→ **Work to be completed**
Write every record out again exactly as shown below.

→ **Source records**
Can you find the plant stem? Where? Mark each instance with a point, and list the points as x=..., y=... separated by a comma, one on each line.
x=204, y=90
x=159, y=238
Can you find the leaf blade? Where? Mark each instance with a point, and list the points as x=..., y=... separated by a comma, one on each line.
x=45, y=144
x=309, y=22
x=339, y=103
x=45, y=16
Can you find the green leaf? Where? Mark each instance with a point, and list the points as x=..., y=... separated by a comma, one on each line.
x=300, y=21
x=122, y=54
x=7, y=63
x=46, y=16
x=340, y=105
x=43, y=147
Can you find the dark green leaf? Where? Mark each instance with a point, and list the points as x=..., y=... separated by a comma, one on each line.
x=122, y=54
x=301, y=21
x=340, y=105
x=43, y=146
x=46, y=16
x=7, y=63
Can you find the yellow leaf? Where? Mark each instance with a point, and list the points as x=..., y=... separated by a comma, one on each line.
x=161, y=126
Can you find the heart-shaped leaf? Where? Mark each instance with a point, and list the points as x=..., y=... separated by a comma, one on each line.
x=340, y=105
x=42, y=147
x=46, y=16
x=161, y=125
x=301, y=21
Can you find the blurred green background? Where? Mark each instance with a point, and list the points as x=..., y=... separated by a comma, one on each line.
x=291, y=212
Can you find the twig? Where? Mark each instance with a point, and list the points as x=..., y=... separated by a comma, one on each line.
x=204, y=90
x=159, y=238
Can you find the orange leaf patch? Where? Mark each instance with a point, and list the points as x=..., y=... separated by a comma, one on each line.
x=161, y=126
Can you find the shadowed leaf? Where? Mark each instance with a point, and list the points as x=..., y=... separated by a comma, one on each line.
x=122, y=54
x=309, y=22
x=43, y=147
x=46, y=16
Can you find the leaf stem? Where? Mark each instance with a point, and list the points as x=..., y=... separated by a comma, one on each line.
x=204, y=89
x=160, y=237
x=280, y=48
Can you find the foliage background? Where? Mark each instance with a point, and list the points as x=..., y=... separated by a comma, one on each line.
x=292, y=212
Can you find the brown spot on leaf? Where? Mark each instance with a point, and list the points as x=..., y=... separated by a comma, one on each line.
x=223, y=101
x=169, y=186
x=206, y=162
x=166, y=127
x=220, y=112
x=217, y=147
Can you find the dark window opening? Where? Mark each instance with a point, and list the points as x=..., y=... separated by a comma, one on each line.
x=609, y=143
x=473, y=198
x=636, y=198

→ **Reply to the exercise**
Can you find the plant stem? Where? Mark each instance with a point, and list the points as x=..., y=... separated by a comma, one on each line.
x=204, y=90
x=159, y=238
Can you find the leaf blade? Where? Mark each instance with a point, and list the points as x=..., y=... separated by a comma, one on each line.
x=45, y=144
x=309, y=22
x=339, y=103
x=45, y=16
Can you find the green leaf? Where? Mark each instance with a point, and list the points as x=..., y=... separated by a comma, one on each line.
x=300, y=21
x=122, y=54
x=7, y=63
x=46, y=16
x=340, y=105
x=43, y=147
Can you find the dark green leaf? Where? Mark each instance with a point, and list the points as x=..., y=... separated by a comma, one on each line.
x=122, y=54
x=301, y=21
x=340, y=105
x=43, y=146
x=46, y=16
x=7, y=63
Can you find the yellow leaf? Where? Mark each instance with a point, and list the points as x=..., y=... separated by a comma, one on each line.
x=161, y=126
Can you find the heart-shaped leaf? Where? Mark each instance with a point, and list the points as x=..., y=... separated by a comma, one on each line.
x=340, y=105
x=42, y=147
x=46, y=16
x=161, y=125
x=301, y=21
Can you find the blurred green background? Where? Mark each instance with a point, and list the points as x=..., y=... separated by a comma, one on each line.
x=291, y=212
Can you find the twig? Where? Mark each instance with a point, and list the points as x=..., y=... separated by a comma, one on each line.
x=204, y=90
x=159, y=238
Can you find the orange leaf patch? Where? Mark each instance with a point, and list the points as x=..., y=... separated by a comma, one on each line.
x=161, y=126
Can you find the shadowed leaf? Where? Mark each instance with a point, and list the points as x=..., y=... separated by a comma, one on each line.
x=122, y=54
x=309, y=22
x=43, y=147
x=46, y=16
Can you find the leaf stem? Where? Mark each instance with a point, and list the points as x=..., y=... separated by a comma, one on each line.
x=204, y=89
x=160, y=237
x=280, y=48
Can you find the foliage background? Where? Mark each instance with a point, and list the points as x=..., y=... separated by a comma, one on each line.
x=292, y=212
Can you find the brown spot on leaf? Where? Mark each instance with a point, and list the points as x=..., y=... separated by a comma, one on each line.
x=223, y=101
x=169, y=186
x=206, y=162
x=166, y=127
x=220, y=112
x=217, y=147
Can you find the dark window opening? Where? Mark each instance with a point, and list the points as x=..., y=... separated by a comma, one on each line.
x=609, y=143
x=473, y=198
x=636, y=198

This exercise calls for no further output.